ACTIVITY
The records appear below. Set down exactly each line from the one that contains "Where can you see the orange tulip" through the last, both included.

Data excerpts

● ● ● ● ● ● ●

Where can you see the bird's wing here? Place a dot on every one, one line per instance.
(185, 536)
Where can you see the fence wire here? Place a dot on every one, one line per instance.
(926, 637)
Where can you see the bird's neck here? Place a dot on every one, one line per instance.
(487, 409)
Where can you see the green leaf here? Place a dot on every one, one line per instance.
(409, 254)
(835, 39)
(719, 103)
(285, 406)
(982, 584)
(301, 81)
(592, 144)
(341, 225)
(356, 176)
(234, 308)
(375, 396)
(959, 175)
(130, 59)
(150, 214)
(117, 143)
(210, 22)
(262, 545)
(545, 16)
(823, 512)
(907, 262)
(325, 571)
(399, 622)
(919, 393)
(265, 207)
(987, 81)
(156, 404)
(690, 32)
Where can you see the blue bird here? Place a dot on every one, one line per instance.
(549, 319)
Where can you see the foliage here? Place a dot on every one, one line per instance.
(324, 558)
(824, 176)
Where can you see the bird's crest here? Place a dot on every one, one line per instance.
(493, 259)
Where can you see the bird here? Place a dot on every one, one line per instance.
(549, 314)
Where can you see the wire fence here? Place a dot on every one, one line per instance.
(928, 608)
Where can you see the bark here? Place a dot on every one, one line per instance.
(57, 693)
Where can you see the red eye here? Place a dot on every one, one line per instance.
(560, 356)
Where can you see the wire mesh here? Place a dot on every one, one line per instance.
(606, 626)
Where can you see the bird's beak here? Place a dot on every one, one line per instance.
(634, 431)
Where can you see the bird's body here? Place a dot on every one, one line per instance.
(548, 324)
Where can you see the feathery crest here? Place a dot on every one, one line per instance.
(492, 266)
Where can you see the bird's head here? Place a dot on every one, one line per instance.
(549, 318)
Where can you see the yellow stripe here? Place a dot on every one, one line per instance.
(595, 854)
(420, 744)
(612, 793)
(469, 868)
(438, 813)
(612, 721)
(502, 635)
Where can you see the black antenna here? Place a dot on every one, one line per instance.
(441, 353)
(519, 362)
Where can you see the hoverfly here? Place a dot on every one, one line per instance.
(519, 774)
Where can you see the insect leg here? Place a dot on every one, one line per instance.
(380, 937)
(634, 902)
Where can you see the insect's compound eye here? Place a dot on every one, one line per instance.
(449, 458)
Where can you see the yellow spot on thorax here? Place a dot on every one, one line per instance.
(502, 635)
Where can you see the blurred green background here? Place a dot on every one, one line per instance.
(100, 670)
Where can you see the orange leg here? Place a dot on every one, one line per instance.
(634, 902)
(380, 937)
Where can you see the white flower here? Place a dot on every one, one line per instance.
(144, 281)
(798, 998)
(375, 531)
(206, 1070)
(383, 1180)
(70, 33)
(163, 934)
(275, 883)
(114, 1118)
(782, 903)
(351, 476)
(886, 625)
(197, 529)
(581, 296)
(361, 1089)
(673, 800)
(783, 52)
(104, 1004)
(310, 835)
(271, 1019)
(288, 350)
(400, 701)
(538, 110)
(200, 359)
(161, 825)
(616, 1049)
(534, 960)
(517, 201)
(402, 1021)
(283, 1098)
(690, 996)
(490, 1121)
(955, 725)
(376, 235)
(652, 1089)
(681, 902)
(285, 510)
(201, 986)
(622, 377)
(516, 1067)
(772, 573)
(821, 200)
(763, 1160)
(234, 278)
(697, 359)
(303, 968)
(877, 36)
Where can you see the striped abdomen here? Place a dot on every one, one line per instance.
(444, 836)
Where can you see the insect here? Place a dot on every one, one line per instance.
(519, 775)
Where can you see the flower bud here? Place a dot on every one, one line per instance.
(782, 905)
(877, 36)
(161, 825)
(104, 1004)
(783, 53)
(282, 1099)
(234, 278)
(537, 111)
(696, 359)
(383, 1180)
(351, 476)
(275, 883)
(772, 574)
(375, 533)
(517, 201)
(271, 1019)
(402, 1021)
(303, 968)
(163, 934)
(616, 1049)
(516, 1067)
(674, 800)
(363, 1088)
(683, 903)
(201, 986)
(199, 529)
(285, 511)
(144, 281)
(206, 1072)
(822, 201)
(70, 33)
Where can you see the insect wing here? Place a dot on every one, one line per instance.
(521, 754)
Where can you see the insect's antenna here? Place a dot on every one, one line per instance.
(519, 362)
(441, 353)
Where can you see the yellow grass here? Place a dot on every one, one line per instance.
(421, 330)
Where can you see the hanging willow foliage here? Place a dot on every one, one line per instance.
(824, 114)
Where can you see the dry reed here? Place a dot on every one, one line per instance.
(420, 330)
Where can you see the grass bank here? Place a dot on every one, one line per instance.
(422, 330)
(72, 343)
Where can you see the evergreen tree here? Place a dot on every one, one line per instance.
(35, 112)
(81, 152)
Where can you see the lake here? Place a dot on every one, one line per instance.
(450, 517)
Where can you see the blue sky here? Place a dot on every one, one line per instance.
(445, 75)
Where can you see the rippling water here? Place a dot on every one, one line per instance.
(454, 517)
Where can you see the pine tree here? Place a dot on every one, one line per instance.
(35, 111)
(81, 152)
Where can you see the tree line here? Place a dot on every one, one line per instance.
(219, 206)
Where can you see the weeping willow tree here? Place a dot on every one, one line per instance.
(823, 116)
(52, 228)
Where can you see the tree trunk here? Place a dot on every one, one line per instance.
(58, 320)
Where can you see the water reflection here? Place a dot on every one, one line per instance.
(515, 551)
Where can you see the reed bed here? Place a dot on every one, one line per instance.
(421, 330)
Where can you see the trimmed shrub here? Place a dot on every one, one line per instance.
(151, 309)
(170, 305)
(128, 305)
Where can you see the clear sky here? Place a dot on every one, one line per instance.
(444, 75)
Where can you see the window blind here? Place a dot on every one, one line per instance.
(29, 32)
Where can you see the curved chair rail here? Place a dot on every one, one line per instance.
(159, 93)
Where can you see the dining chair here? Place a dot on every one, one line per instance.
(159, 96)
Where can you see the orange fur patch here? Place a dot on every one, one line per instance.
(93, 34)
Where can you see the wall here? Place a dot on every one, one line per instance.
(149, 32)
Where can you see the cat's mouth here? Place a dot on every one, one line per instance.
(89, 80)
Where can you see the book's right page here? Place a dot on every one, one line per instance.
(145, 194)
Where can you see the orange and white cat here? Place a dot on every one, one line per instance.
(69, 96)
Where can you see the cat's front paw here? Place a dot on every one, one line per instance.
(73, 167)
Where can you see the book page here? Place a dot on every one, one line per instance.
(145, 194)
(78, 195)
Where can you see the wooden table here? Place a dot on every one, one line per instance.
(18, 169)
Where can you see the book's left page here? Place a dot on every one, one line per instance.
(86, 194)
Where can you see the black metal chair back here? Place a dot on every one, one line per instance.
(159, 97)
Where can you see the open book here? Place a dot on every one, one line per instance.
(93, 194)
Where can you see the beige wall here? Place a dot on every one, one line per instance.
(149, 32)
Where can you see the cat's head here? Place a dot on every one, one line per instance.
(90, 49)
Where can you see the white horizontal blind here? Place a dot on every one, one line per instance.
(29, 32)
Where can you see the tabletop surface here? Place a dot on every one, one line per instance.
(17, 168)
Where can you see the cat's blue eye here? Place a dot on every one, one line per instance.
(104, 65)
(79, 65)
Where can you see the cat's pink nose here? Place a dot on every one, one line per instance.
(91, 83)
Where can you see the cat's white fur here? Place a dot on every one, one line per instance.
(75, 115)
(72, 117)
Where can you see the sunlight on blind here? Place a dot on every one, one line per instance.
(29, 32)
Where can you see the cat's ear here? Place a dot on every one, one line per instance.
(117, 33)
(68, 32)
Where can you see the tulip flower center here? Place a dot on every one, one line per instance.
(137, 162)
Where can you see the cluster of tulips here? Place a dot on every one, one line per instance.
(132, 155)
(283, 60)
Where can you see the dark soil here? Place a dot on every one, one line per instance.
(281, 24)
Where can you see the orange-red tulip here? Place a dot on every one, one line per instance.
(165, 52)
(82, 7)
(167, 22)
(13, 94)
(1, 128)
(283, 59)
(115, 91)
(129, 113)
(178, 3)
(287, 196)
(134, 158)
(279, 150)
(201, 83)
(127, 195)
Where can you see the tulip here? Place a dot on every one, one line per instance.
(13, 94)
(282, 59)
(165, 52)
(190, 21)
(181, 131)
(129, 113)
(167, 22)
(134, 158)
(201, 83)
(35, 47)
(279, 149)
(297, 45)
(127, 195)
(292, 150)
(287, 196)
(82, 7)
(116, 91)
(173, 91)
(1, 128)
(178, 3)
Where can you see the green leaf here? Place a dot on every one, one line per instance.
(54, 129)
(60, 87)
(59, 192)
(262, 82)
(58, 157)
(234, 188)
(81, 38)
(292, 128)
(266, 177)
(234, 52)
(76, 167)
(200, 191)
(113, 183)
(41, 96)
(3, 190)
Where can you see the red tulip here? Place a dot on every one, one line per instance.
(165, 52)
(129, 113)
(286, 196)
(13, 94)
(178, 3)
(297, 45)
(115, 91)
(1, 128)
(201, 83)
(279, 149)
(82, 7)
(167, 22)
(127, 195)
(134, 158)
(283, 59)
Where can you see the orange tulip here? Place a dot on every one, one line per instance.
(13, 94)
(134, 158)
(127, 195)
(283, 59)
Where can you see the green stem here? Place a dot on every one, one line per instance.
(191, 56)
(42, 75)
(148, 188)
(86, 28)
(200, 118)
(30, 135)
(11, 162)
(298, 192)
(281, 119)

● ● ● ● ● ● ●

TASK SOLUTION
Where can you see the orange tulip here? Place a dot on every one, one line per instance.
(13, 94)
(134, 158)
(127, 195)
(283, 59)
Where can you see the green stem here? Place a dot on every one, one line per instance.
(191, 56)
(42, 75)
(148, 188)
(86, 28)
(200, 118)
(30, 135)
(11, 162)
(298, 192)
(281, 119)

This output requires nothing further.